- **PROBLEM DESCRIPTION**:
Rewrite the material below with "straw hat" replaced by "sun hat" and nothing else changed.
****************************************
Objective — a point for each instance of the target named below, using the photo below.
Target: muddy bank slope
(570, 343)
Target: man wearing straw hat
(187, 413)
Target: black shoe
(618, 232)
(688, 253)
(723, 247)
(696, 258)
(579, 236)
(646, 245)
****************************************
- **ANSWER TO THE TASK**:
Objective — a point for each instance of the target named below, using the photo below.
Target: muddy bank slope
(570, 343)
Target: man wearing sun hat
(187, 413)
Target: black shoe
(618, 232)
(688, 253)
(723, 247)
(696, 258)
(579, 236)
(646, 245)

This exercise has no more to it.